◆ **Written instruction**: Type out every line of the records below word for word, leaving out the pictures.

◆ **Supplied material**:

+---+

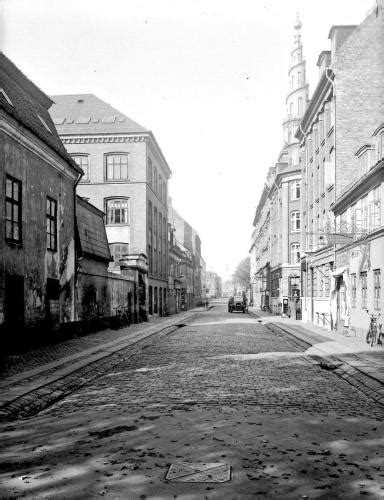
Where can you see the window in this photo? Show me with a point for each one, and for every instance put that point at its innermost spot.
(295, 222)
(377, 288)
(118, 250)
(13, 210)
(53, 289)
(353, 290)
(294, 286)
(44, 123)
(149, 171)
(300, 107)
(51, 224)
(83, 163)
(116, 167)
(295, 190)
(375, 209)
(295, 253)
(155, 180)
(363, 281)
(117, 211)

+---+

◆ **Exercise result**:
Where can you see the window in this photo? Show me with a point for each one, and for every instance put that point at its innermost spot.
(295, 222)
(377, 288)
(118, 250)
(13, 210)
(53, 289)
(353, 290)
(294, 286)
(44, 123)
(149, 171)
(300, 107)
(51, 224)
(83, 163)
(116, 167)
(295, 190)
(375, 209)
(295, 253)
(155, 180)
(363, 281)
(117, 211)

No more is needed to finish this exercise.